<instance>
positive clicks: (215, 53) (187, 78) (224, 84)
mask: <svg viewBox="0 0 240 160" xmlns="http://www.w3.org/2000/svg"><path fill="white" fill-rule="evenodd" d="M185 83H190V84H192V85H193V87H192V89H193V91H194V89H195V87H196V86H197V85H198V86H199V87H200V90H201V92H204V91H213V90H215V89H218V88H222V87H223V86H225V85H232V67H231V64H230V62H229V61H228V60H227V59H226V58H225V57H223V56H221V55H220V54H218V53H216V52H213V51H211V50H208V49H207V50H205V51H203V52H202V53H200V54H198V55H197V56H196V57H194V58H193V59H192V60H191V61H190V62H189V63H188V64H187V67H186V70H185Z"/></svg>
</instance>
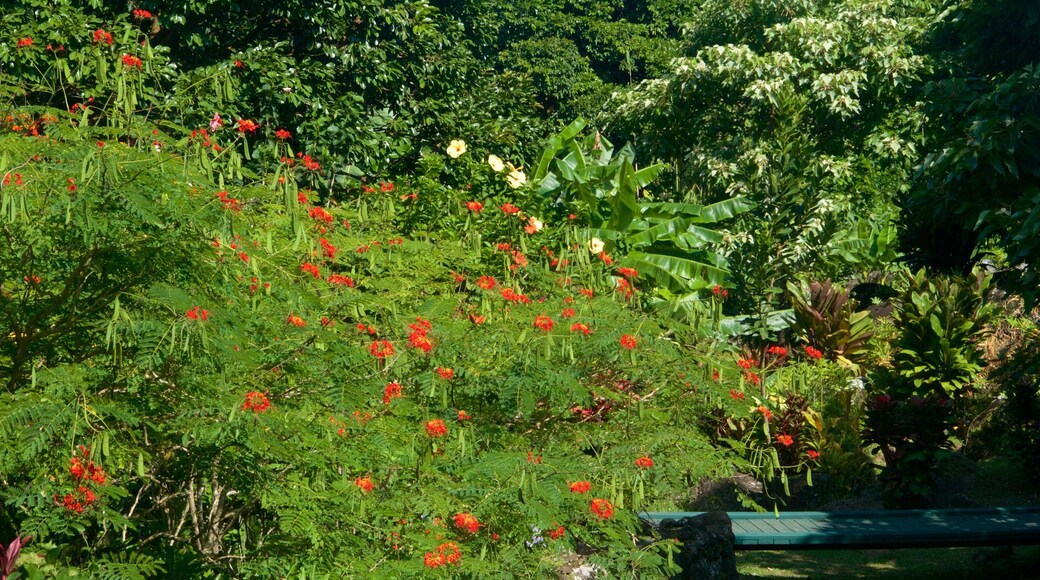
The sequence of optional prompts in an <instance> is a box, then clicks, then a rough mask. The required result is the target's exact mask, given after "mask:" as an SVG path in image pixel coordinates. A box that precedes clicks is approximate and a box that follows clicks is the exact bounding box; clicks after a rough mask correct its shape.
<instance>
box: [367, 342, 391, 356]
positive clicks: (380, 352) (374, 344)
mask: <svg viewBox="0 0 1040 580" xmlns="http://www.w3.org/2000/svg"><path fill="white" fill-rule="evenodd" d="M368 351H369V352H371V353H372V357H375V358H376V359H386V358H387V357H392V355H393V343H391V342H390V341H388V340H375V341H372V344H371V345H369V346H368Z"/></svg>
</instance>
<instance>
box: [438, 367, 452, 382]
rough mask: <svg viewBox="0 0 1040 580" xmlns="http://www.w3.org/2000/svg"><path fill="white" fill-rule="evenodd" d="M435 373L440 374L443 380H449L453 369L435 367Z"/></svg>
mask: <svg viewBox="0 0 1040 580" xmlns="http://www.w3.org/2000/svg"><path fill="white" fill-rule="evenodd" d="M437 374H439V375H441V378H443V379H444V380H451V377H452V376H454V369H446V368H444V367H437Z"/></svg>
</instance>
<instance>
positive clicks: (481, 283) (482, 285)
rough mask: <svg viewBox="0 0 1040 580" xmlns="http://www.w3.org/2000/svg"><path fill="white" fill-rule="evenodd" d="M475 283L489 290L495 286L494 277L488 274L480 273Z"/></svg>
mask: <svg viewBox="0 0 1040 580" xmlns="http://www.w3.org/2000/svg"><path fill="white" fill-rule="evenodd" d="M476 285H477V286H479V287H480V288H484V289H485V290H491V289H492V288H494V287H495V279H494V278H491V276H490V275H482V276H480V279H479V280H477V281H476Z"/></svg>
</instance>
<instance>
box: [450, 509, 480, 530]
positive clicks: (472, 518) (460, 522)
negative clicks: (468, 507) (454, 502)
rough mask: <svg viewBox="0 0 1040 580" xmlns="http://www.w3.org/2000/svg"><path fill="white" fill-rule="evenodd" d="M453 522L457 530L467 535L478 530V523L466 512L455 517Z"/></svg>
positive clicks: (478, 528) (479, 522)
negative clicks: (466, 533) (461, 531)
mask: <svg viewBox="0 0 1040 580" xmlns="http://www.w3.org/2000/svg"><path fill="white" fill-rule="evenodd" d="M454 521H456V526H457V527H458V528H459V529H461V530H463V531H466V532H469V533H476V531H477V530H479V529H480V522H479V521H478V520H477V519H476V518H475V517H474V516H473V515H472V513H470V512H468V511H466V512H463V513H459V515H457V516H456V517H454Z"/></svg>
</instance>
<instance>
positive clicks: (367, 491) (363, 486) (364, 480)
mask: <svg viewBox="0 0 1040 580" xmlns="http://www.w3.org/2000/svg"><path fill="white" fill-rule="evenodd" d="M354 484H355V485H357V486H358V487H361V491H362V492H364V493H366V494H367V493H368V492H371V491H372V487H373V486H374V485H373V484H372V479H371V478H370V477H358V478H357V479H355V480H354Z"/></svg>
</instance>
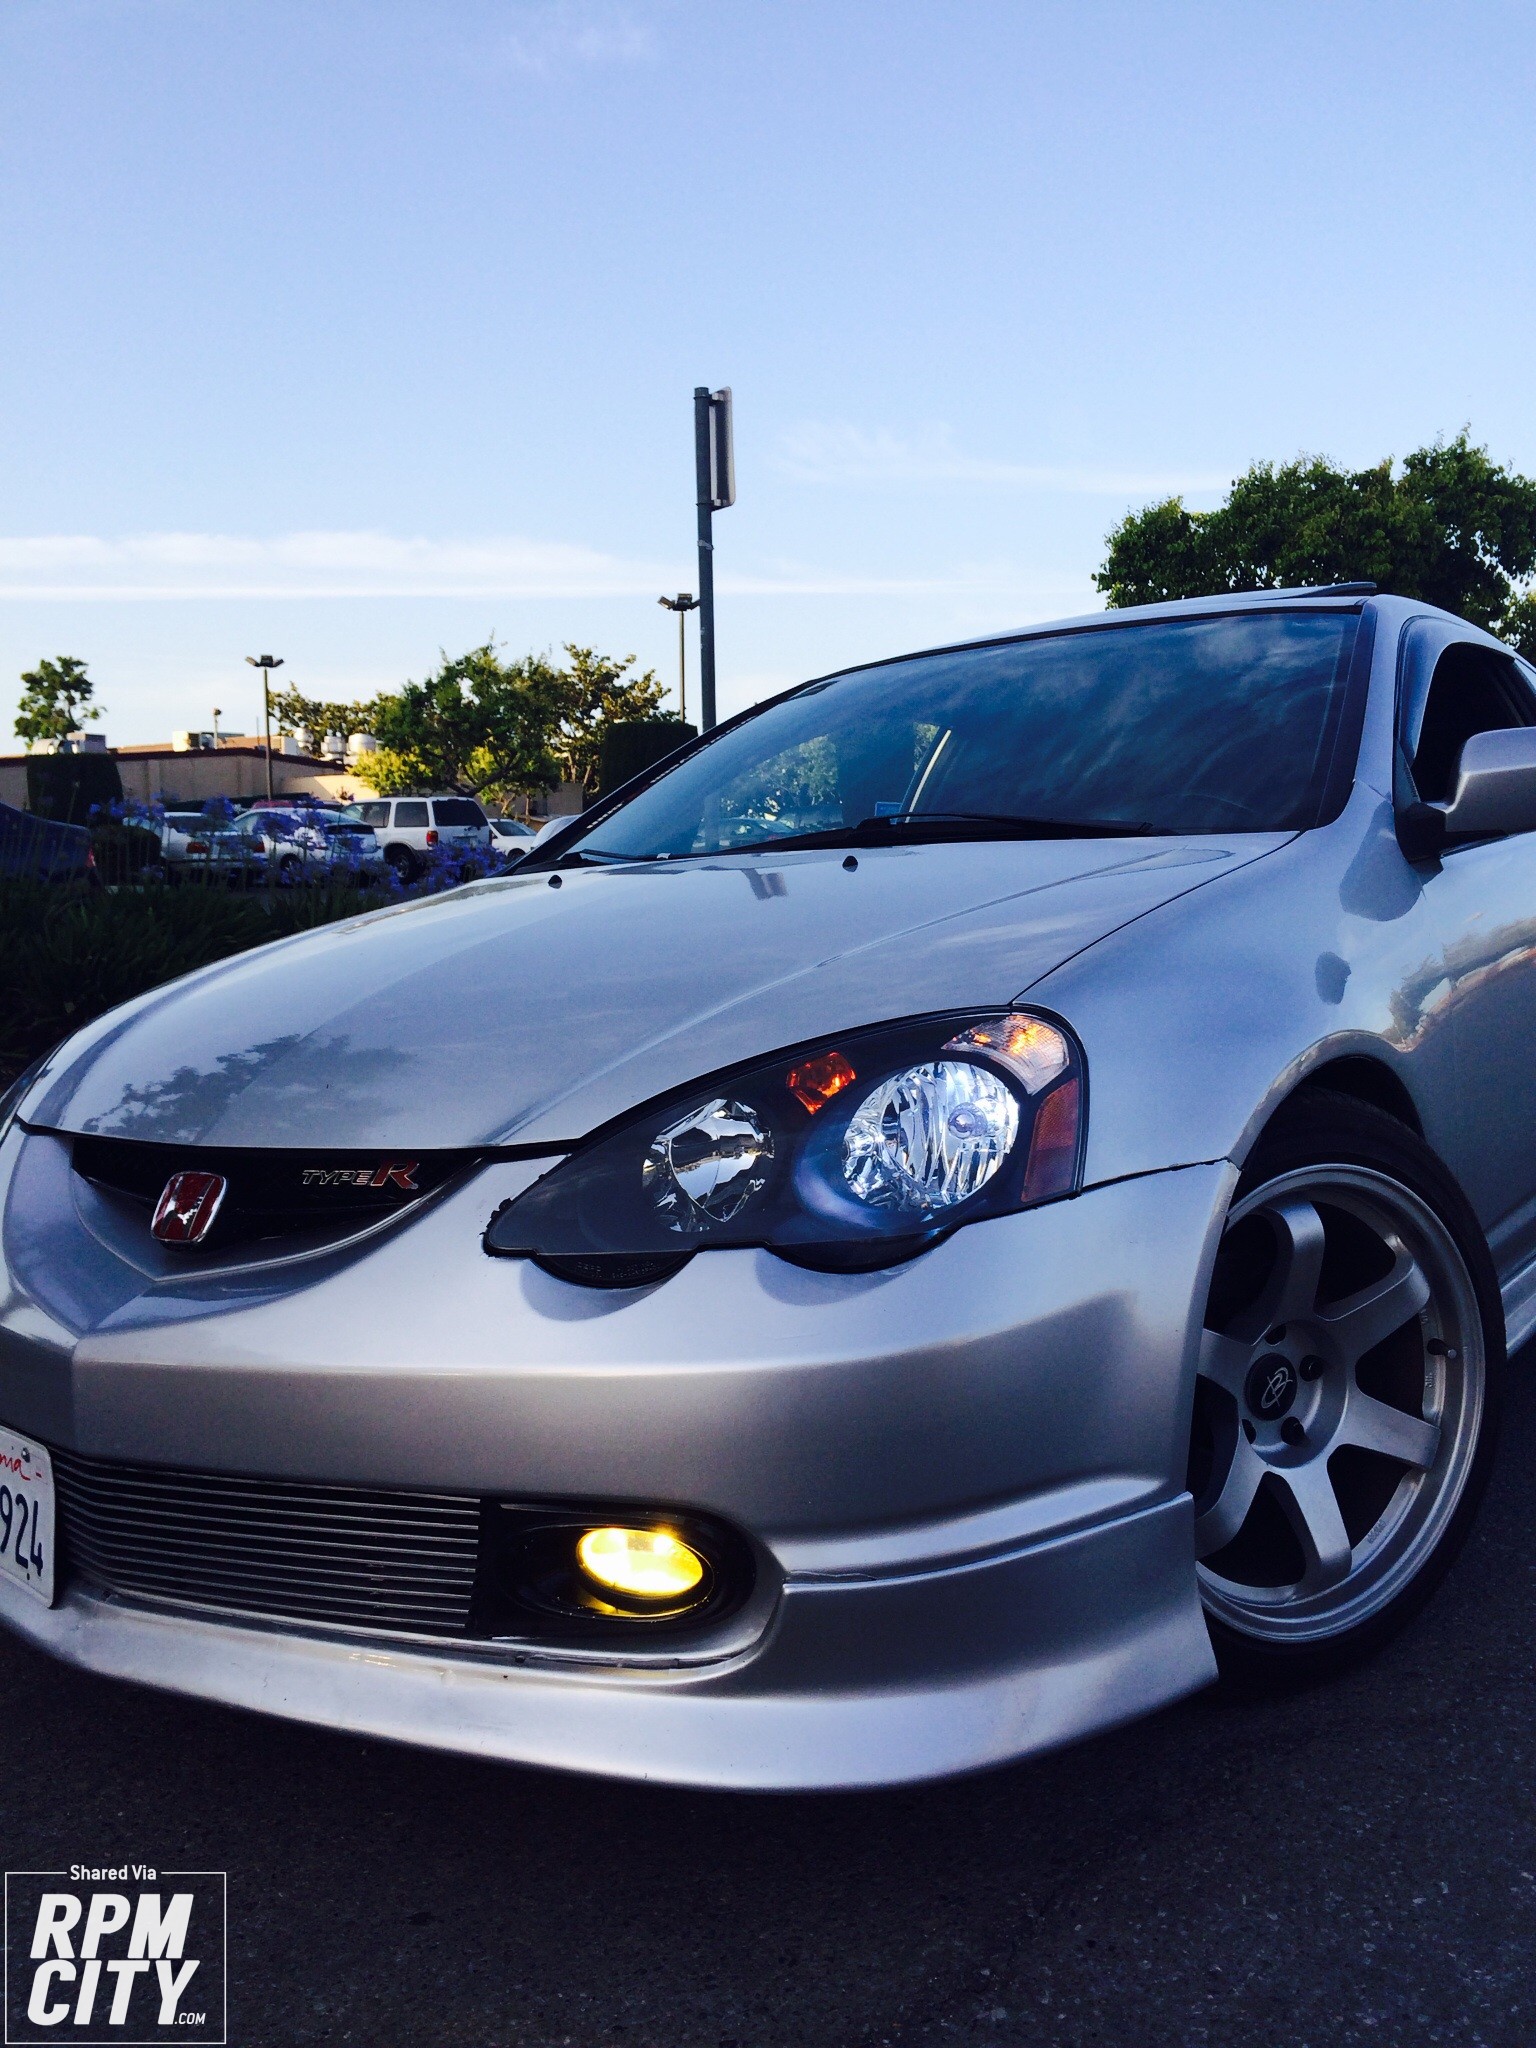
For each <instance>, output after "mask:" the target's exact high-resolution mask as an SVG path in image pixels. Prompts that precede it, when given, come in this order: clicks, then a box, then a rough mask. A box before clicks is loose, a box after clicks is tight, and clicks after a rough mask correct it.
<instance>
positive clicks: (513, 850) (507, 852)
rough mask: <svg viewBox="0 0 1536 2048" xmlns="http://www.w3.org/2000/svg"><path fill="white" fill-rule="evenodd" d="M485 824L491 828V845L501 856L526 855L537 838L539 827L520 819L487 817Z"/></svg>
mask: <svg viewBox="0 0 1536 2048" xmlns="http://www.w3.org/2000/svg"><path fill="white" fill-rule="evenodd" d="M485 823H487V825H489V827H492V844H494V846H496V850H498V852H502V854H526V850H528V848H530V846H532V842H535V840H537V838H539V827H537V825H530V823H528V821H526V819H522V817H487V819H485Z"/></svg>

## Work request:
Copy out, in full, each line of the entries above that contains the word "after".

## Response:
The sequence of optional prompts in an <instance> is a box, then clicks, then a rough mask. The required result is the target's exact mask, given after "mask:" as an SVG path in image pixel coordinates. A box that precedes clicks is approximate and a box that follows clicks is the exact bounding box; clicks after a rough mask correct its shape.
For each <instance>, output after "mask:" the target's exact high-resolution mask as an SVG path in image pixels. Prompts that precede it, when given, come in this order: clicks, then a box, then a rough mask. A box before clicks is loose, a box after clicks is tight, and clicks after a rough mask correct it.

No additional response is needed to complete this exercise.